Short task a:
In the forum thread about Mellanox drivers on ESXi, copy the passage from "Please, don’t try" up to and including "use vKernel driver.".

Text block:
******

The problem here is that VMware have been promoting their new driver architecture for quite some time and allowed coexistence of the new and old driver models for a while, so vendors like Mellanox would be able to develop new drivers using the new architecture. However, it looks like Mellanox chose not to bother with implementing the full driver capabilities into the new model, which kind of shows lack of commitment to the ESXi platform. For some reason, this hasn’t prompted a massive revision of Mellanox marketing and promotional materials that still clearly state full ESXi support, failing to mention that some of the very significant features of its product lines (e.g. IB support altogether) are no longer supported on ESXi. I call this misleading marketing/borderline false advertising!

Please, don’t try to hide behind SR-IOV! We bought Mellanox products to provide fast storage for ESXi datastores, so SR-IOV doesn’t help us at all!

Any further clarifications?

Hi!

I think all problem originated from VMware’s native driver model.

New native driver for AHCI is buggy then almost users were disable native driver then reboot ESXi host then use vKernel driver.

Then I think disable all native driver form Mellanox HCA + uninstall inbox driver then install Mellanox OFED 1.8.2.5 on my ESXi 6.0 host.

I’m test Mellanox SRP driver 1.8.2.5 on ESXi 6.0 like below.

******

[Point annotation records]

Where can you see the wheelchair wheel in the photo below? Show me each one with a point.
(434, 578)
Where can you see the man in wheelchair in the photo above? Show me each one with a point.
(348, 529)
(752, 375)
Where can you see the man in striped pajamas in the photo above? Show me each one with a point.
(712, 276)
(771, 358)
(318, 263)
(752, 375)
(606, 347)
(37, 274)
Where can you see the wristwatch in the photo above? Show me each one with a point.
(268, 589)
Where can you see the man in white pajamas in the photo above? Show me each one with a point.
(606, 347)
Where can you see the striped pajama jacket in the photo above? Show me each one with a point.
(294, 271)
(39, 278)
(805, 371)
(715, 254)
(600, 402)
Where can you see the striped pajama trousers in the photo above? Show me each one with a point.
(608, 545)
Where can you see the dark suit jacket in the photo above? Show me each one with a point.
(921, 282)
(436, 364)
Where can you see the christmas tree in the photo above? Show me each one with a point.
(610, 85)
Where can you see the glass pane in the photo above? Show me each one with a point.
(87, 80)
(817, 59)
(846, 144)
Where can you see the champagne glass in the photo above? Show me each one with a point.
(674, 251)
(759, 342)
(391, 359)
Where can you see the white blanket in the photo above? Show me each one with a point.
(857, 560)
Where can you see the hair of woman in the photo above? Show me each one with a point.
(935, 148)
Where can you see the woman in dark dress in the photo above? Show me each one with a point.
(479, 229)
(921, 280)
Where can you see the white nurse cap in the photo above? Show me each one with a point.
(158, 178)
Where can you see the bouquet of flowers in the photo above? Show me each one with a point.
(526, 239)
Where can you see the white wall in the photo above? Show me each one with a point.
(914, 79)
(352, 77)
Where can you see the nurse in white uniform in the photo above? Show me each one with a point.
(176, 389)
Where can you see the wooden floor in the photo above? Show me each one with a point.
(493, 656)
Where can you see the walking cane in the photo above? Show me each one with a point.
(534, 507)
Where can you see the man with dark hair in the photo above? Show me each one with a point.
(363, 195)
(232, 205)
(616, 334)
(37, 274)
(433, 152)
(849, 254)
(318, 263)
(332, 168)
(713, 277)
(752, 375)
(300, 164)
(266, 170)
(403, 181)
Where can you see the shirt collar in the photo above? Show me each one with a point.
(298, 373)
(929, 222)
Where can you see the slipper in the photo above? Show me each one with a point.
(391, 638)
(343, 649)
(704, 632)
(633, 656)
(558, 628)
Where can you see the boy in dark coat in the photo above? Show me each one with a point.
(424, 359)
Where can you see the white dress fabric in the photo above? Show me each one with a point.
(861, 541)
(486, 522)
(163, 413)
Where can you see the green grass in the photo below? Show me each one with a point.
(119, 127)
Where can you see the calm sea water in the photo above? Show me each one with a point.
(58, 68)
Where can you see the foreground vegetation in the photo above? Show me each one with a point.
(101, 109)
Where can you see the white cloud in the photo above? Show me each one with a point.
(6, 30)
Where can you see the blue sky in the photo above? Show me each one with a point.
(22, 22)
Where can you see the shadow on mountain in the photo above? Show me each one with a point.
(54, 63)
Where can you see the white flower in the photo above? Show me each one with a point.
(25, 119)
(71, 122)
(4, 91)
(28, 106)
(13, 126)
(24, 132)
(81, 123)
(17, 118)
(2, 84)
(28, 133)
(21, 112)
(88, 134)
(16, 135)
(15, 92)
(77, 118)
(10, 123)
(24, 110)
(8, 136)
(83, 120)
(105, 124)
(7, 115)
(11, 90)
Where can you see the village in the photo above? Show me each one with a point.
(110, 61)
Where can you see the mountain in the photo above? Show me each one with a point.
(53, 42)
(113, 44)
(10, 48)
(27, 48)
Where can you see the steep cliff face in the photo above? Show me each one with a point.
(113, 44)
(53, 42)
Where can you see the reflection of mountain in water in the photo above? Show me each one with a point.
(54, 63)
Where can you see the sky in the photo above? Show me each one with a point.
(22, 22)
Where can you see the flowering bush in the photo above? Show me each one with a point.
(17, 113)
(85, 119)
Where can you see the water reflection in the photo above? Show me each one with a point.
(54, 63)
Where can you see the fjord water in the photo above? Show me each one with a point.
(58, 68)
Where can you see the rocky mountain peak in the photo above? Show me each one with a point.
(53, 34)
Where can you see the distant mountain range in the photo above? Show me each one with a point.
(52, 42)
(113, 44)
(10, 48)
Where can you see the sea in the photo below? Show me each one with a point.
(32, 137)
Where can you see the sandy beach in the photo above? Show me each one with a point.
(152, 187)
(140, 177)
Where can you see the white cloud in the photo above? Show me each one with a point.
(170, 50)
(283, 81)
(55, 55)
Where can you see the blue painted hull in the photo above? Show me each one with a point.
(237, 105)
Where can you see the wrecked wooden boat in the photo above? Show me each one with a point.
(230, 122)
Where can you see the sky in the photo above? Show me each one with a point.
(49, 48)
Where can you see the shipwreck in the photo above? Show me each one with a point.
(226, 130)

******

Short task b:
Return every line of the listing that contains the word "glass".

Exercise output a:
Please, don’t try to hide behind SR-IOV! We bought Mellanox products to provide fast storage for ESXi datastores, so SR-IOV doesn’t help us at all!

Any further clarifications?

Hi!

I think all problem originated from VMware’s native driver model.

New native driver for AHCI is buggy then almost users were disable native driver then reboot ESXi host then use vKernel driver.

Exercise output b:
Where can you see the glass pane in the photo above? Show me each one with a point.
Where can you see the champagne glass in the photo above? Show me each one with a point.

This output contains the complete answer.